---------- PROVIDED PASSAGE ----------
Palmchats feed on predominately on fruit and berries, but will also feed on leaves, flowers and some insects. One study found that 57 out of 58 samples of stomachs examined contained only plant matter. Royal palm fruit forms an important part of the diet, but they will also take the fruit of other palms and of the gumbo-limbo (Bursera simaruba). Insects, when taken, are gleaned from trees or taken on the wing. Food is almost always obtained from trees, more rarely bushes, and never from the ground.

===Voice===
The palmchat is a voluble and noisy species, with a large repertoire of gurgling and cheeping sounds constantly used in their social behaviour, but do not have a coherent song. These calls include cheeps, whistles and cawing and may be made singly or together in a sustained chattering that has been compared to a simplified version of the call of the common starling. The specific functions of these calls are not understood, except for an alarm call used by the species. On spotting a bird of prey members of the group will emit a "cheer cheer cheer" whistle that drops in pitch. Once this call has been made the rest of the group will go quiet and any exposed bird will dive into cover.
----------
PROBLEM DESCRIPTION: In one to three sentences, explain what evidence the palmchat passage offers that the bird's diet is mostly plant matter.
---------- ENTRIES SHOWN ----------
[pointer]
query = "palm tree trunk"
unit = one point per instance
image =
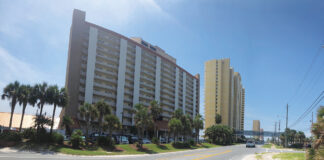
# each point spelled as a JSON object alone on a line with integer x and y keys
{"x": 13, "y": 103}
{"x": 53, "y": 119}
{"x": 22, "y": 116}
{"x": 41, "y": 111}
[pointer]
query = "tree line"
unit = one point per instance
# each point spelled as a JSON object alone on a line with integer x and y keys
{"x": 39, "y": 95}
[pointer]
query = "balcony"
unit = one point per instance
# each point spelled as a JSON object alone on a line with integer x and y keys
{"x": 105, "y": 94}
{"x": 147, "y": 85}
{"x": 108, "y": 64}
{"x": 166, "y": 115}
{"x": 104, "y": 86}
{"x": 110, "y": 73}
{"x": 147, "y": 91}
{"x": 148, "y": 79}
{"x": 105, "y": 79}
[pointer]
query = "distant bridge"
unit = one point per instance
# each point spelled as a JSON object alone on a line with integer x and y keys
{"x": 254, "y": 133}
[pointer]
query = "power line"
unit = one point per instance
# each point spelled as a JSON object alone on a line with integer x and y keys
{"x": 306, "y": 74}
{"x": 310, "y": 108}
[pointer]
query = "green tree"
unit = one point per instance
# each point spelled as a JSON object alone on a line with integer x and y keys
{"x": 218, "y": 119}
{"x": 88, "y": 112}
{"x": 155, "y": 111}
{"x": 177, "y": 113}
{"x": 198, "y": 124}
{"x": 186, "y": 122}
{"x": 40, "y": 121}
{"x": 142, "y": 120}
{"x": 67, "y": 122}
{"x": 111, "y": 123}
{"x": 103, "y": 109}
{"x": 11, "y": 92}
{"x": 25, "y": 96}
{"x": 175, "y": 126}
{"x": 42, "y": 95}
{"x": 57, "y": 98}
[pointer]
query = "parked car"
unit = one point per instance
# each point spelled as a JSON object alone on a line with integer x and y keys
{"x": 162, "y": 140}
{"x": 132, "y": 139}
{"x": 66, "y": 138}
{"x": 250, "y": 144}
{"x": 146, "y": 141}
{"x": 124, "y": 140}
{"x": 170, "y": 140}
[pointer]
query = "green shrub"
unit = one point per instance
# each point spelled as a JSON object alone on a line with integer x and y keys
{"x": 76, "y": 138}
{"x": 311, "y": 154}
{"x": 57, "y": 138}
{"x": 155, "y": 140}
{"x": 181, "y": 145}
{"x": 192, "y": 142}
{"x": 29, "y": 133}
{"x": 11, "y": 136}
{"x": 105, "y": 141}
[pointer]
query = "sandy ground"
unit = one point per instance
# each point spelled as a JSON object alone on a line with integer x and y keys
{"x": 265, "y": 156}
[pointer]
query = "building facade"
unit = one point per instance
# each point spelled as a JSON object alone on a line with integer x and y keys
{"x": 122, "y": 71}
{"x": 224, "y": 94}
{"x": 256, "y": 128}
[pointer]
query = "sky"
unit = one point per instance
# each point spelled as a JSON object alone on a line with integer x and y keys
{"x": 275, "y": 45}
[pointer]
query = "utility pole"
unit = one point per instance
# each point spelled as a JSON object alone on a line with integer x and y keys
{"x": 286, "y": 140}
{"x": 279, "y": 133}
{"x": 275, "y": 137}
{"x": 312, "y": 119}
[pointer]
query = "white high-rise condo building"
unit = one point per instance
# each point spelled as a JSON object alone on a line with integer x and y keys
{"x": 122, "y": 71}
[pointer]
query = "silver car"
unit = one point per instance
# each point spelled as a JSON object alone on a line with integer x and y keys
{"x": 250, "y": 144}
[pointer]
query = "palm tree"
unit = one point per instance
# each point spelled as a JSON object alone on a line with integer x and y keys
{"x": 142, "y": 119}
{"x": 104, "y": 109}
{"x": 156, "y": 112}
{"x": 178, "y": 113}
{"x": 67, "y": 122}
{"x": 198, "y": 124}
{"x": 26, "y": 96}
{"x": 218, "y": 118}
{"x": 11, "y": 92}
{"x": 111, "y": 123}
{"x": 175, "y": 126}
{"x": 88, "y": 112}
{"x": 57, "y": 98}
{"x": 41, "y": 92}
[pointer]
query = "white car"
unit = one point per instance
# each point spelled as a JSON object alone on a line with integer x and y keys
{"x": 146, "y": 141}
{"x": 124, "y": 140}
{"x": 250, "y": 144}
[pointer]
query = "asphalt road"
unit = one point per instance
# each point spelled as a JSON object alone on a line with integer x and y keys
{"x": 235, "y": 152}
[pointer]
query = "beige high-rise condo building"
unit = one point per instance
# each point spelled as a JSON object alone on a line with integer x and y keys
{"x": 122, "y": 71}
{"x": 224, "y": 94}
{"x": 256, "y": 128}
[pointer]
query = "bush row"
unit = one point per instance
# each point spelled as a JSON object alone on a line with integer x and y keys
{"x": 37, "y": 137}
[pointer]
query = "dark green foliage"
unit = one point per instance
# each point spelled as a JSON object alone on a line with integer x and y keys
{"x": 155, "y": 140}
{"x": 218, "y": 119}
{"x": 76, "y": 138}
{"x": 10, "y": 136}
{"x": 57, "y": 138}
{"x": 29, "y": 133}
{"x": 219, "y": 134}
{"x": 192, "y": 142}
{"x": 106, "y": 142}
{"x": 181, "y": 145}
{"x": 311, "y": 154}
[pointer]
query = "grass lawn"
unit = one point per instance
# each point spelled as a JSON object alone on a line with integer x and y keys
{"x": 128, "y": 149}
{"x": 267, "y": 146}
{"x": 290, "y": 156}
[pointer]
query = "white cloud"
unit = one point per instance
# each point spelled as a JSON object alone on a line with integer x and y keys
{"x": 11, "y": 69}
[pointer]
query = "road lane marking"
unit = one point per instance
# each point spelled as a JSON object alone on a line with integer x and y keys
{"x": 211, "y": 155}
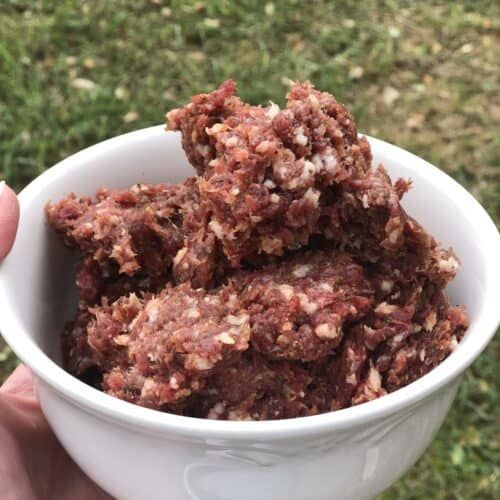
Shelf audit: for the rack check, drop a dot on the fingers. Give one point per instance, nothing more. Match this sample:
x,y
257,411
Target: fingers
x,y
20,382
9,218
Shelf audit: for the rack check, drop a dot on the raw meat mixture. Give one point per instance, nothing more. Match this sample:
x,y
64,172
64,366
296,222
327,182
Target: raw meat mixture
x,y
284,280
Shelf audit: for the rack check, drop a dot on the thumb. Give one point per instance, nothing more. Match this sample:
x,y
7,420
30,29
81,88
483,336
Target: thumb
x,y
9,217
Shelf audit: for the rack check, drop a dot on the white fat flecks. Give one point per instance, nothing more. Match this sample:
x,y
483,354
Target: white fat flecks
x,y
300,138
301,270
216,227
272,111
327,331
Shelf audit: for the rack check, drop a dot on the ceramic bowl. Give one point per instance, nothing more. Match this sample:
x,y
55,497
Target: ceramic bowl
x,y
137,453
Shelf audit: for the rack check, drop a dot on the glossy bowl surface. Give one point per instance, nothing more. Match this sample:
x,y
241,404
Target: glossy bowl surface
x,y
136,453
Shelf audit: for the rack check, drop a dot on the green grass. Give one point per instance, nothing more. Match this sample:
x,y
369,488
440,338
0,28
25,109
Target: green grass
x,y
423,75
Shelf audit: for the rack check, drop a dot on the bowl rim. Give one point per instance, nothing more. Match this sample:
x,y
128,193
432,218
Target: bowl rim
x,y
140,418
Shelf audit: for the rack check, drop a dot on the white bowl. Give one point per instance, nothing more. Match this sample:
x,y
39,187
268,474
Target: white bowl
x,y
136,453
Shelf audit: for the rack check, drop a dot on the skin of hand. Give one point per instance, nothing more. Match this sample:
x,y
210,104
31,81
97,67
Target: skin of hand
x,y
33,465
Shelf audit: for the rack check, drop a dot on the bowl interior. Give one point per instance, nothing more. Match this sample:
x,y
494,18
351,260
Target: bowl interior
x,y
37,279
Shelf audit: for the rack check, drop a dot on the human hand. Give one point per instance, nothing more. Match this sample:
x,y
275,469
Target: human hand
x,y
33,465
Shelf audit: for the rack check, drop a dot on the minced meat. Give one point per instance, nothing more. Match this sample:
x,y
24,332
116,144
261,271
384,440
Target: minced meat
x,y
284,280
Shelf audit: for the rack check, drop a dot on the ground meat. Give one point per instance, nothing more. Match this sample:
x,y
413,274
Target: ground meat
x,y
173,342
299,307
149,232
264,169
284,280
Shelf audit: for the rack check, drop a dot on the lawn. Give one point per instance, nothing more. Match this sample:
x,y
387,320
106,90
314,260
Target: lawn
x,y
423,75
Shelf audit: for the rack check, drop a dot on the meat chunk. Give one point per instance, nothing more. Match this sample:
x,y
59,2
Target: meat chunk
x,y
172,344
263,170
157,232
299,308
285,280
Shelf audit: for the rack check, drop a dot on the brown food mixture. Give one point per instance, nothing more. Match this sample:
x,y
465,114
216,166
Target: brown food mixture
x,y
284,280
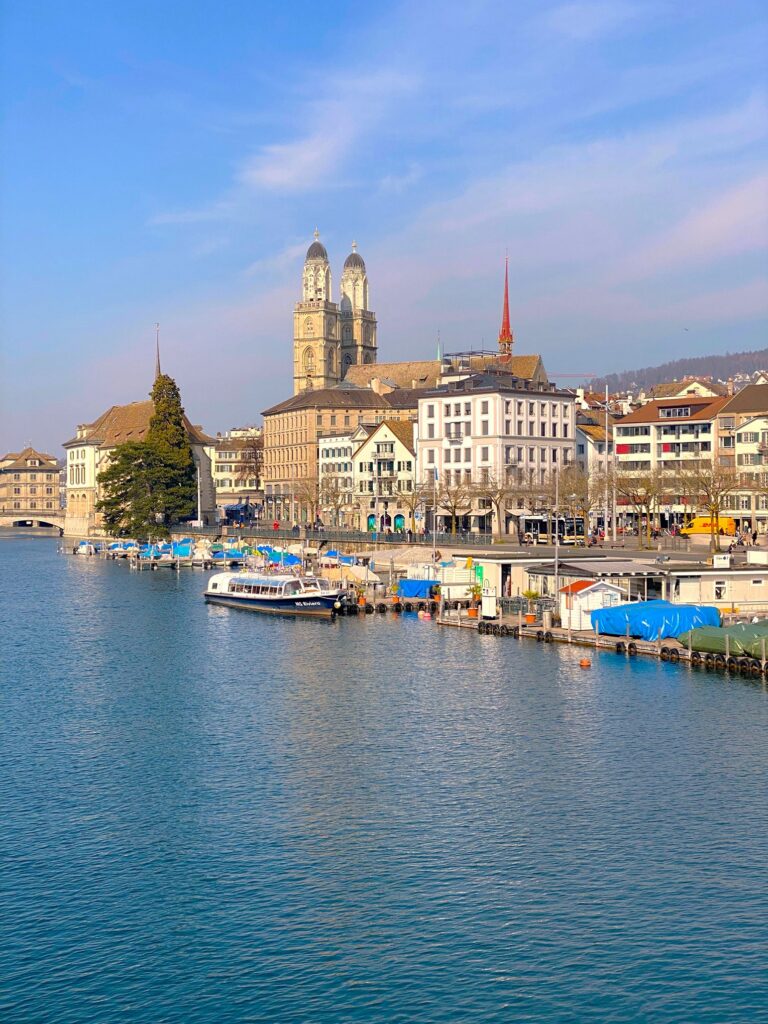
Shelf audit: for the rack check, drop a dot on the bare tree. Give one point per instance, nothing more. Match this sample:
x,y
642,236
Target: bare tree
x,y
497,491
708,484
307,494
412,500
334,495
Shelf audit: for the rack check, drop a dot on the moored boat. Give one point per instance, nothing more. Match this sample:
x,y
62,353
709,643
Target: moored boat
x,y
274,594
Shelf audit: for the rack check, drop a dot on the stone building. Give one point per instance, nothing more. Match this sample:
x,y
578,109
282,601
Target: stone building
x,y
331,337
29,485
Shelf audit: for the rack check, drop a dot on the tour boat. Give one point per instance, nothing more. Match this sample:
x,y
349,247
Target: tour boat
x,y
278,594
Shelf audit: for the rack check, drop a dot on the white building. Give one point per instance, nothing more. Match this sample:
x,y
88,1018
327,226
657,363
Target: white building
x,y
495,426
384,477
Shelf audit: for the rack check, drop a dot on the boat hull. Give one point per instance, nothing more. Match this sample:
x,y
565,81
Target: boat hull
x,y
313,606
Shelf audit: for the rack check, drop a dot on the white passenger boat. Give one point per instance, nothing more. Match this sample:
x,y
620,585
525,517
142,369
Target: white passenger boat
x,y
275,594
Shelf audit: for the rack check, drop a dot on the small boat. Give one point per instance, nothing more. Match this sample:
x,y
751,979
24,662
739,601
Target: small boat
x,y
282,595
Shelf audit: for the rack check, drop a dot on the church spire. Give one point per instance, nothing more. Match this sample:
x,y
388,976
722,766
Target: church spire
x,y
158,371
505,335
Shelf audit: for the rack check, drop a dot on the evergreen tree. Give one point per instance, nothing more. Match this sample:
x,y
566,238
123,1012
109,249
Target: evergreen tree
x,y
151,484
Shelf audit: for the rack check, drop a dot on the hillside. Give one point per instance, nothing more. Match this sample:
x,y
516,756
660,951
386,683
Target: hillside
x,y
718,367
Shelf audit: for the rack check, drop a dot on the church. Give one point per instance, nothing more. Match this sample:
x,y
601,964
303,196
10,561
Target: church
x,y
330,337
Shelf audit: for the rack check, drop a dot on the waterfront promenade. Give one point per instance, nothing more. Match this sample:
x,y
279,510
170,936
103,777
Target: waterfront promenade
x,y
212,816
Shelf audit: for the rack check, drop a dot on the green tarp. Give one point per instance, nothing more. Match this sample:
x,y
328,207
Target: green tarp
x,y
743,639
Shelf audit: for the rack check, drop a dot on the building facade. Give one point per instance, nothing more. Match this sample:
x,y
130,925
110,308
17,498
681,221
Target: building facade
x,y
29,485
237,468
384,478
331,337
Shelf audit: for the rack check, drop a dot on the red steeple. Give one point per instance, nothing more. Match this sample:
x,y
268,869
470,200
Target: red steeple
x,y
505,335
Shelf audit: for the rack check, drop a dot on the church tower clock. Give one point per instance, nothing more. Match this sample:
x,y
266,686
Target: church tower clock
x,y
316,337
358,343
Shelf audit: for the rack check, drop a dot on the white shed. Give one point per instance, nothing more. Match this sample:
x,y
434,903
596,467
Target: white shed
x,y
581,597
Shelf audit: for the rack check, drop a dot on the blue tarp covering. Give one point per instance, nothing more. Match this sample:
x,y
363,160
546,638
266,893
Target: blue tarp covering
x,y
652,620
415,588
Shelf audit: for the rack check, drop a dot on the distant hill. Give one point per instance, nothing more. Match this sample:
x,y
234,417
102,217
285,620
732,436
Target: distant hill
x,y
720,368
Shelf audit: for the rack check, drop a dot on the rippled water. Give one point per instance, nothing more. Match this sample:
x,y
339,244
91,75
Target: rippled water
x,y
213,816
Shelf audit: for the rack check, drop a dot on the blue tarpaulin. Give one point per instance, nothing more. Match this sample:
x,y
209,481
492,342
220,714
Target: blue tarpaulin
x,y
416,588
652,620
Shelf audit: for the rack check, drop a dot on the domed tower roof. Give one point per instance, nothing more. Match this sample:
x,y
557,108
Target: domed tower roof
x,y
316,250
354,260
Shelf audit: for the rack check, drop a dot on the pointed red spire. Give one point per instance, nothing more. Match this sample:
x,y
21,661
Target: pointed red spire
x,y
505,335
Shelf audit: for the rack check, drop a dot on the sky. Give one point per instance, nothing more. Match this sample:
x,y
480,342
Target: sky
x,y
168,163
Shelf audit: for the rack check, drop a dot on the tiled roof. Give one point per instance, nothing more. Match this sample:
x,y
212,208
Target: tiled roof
x,y
672,389
331,397
753,398
700,409
129,423
424,372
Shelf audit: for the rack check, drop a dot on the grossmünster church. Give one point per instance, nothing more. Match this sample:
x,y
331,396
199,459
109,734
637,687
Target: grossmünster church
x,y
329,337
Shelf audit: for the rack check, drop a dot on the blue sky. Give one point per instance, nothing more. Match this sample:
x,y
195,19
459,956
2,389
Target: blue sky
x,y
169,162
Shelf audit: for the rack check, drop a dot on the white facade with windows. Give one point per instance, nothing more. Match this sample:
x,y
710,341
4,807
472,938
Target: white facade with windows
x,y
495,426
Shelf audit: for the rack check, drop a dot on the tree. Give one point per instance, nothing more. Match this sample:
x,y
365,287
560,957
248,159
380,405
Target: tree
x,y
496,489
456,499
643,491
151,484
708,484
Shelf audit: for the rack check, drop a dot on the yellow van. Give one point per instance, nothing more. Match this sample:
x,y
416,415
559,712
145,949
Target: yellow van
x,y
702,524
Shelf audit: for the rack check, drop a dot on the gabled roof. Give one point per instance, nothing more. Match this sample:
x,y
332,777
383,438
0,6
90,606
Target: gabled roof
x,y
128,423
17,460
700,409
753,398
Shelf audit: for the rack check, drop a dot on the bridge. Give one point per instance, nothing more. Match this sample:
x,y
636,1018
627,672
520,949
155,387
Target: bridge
x,y
32,520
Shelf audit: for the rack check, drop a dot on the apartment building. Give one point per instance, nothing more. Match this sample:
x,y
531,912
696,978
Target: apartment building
x,y
29,484
384,477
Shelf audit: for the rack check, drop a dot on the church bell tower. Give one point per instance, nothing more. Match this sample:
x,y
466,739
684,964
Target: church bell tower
x,y
316,339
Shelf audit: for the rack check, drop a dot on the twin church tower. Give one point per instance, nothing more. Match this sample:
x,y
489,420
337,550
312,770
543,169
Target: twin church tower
x,y
330,337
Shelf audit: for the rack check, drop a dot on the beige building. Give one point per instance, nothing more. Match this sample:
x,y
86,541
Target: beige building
x,y
237,467
331,337
29,485
88,455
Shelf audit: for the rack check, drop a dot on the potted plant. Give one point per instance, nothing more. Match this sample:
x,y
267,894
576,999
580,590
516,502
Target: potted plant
x,y
530,596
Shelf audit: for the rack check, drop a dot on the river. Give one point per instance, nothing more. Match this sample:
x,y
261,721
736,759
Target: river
x,y
210,815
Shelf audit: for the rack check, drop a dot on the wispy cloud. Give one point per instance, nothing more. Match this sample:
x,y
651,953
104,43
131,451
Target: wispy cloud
x,y
590,18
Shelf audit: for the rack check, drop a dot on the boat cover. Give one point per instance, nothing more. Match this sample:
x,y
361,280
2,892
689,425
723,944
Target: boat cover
x,y
415,588
652,620
743,639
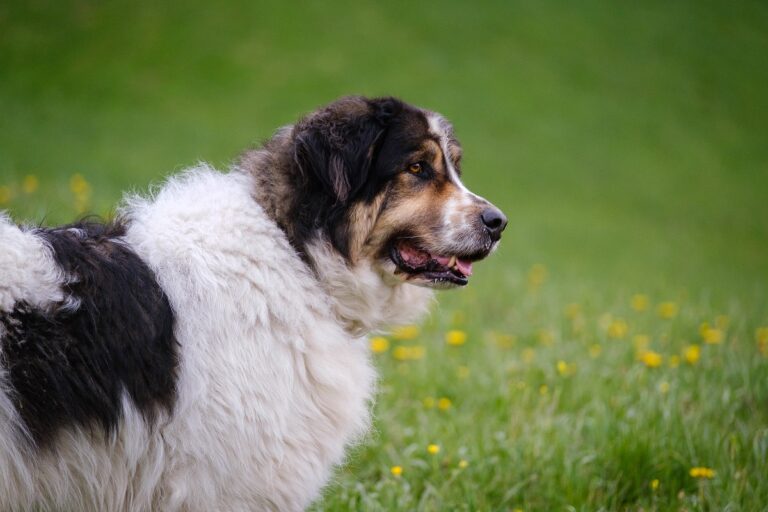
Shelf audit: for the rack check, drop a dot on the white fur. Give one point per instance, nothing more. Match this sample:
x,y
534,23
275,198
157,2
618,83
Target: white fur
x,y
274,382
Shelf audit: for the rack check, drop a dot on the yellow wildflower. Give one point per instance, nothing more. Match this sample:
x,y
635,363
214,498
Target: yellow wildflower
x,y
406,332
639,302
30,184
565,369
761,335
617,329
651,359
455,337
408,353
537,275
605,321
702,472
668,310
379,344
5,194
692,353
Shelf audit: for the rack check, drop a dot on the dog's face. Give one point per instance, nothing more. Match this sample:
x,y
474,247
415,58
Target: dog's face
x,y
391,177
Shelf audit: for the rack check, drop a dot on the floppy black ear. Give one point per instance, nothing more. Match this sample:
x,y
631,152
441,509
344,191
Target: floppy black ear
x,y
336,145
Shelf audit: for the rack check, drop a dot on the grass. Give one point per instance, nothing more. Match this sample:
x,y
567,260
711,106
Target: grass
x,y
625,142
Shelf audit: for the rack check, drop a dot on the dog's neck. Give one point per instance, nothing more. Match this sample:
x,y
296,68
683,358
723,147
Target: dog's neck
x,y
362,298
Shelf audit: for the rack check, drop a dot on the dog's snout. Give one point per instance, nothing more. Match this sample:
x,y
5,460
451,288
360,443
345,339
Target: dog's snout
x,y
494,221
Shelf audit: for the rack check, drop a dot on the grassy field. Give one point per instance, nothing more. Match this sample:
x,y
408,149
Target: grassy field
x,y
613,354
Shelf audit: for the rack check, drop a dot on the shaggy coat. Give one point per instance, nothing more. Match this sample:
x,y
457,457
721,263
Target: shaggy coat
x,y
206,350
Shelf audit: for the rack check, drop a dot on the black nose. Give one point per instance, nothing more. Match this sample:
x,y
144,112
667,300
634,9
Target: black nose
x,y
494,221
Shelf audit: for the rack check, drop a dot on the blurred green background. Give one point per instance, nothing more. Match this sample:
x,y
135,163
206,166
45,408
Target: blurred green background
x,y
627,142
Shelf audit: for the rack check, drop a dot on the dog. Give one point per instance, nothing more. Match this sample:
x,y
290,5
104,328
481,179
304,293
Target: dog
x,y
206,349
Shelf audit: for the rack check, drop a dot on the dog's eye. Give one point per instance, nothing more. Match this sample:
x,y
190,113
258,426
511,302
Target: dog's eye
x,y
416,168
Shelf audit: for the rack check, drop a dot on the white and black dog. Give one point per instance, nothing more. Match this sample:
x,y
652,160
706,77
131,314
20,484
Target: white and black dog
x,y
205,350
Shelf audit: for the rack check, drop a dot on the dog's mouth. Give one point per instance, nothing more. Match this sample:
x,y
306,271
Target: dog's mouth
x,y
417,265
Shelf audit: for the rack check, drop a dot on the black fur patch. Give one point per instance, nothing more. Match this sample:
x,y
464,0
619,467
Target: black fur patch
x,y
71,367
337,153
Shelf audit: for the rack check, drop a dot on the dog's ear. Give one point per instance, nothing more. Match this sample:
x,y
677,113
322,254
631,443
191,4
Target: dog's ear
x,y
336,146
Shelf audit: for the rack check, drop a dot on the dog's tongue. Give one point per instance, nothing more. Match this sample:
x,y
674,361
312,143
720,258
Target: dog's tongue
x,y
413,256
465,267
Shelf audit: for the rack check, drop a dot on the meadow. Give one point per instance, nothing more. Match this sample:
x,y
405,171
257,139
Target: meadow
x,y
612,355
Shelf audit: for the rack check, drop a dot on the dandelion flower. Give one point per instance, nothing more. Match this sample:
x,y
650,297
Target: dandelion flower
x,y
651,359
455,337
702,472
379,344
565,369
406,332
668,310
692,353
761,335
30,184
639,302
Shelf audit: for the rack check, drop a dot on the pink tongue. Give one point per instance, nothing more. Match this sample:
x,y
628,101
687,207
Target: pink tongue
x,y
414,257
465,267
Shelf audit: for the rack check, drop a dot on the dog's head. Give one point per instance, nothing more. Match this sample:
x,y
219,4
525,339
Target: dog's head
x,y
382,181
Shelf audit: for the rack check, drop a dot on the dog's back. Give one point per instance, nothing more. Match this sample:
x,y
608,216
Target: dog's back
x,y
183,359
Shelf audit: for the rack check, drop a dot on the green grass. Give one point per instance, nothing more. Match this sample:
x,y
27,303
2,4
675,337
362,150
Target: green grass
x,y
627,144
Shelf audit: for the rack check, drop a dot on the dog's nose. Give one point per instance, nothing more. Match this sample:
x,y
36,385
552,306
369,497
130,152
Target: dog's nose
x,y
494,221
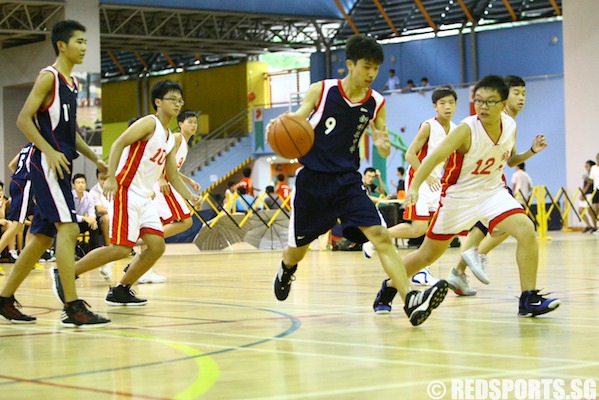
----------
TASK SOLUTION: The passage cites a study in which 57 of 58 stomach samples contained only plant matter. This finding supports its statement that palmchats feed predominantly on fruit and berries and take insects only sometimes.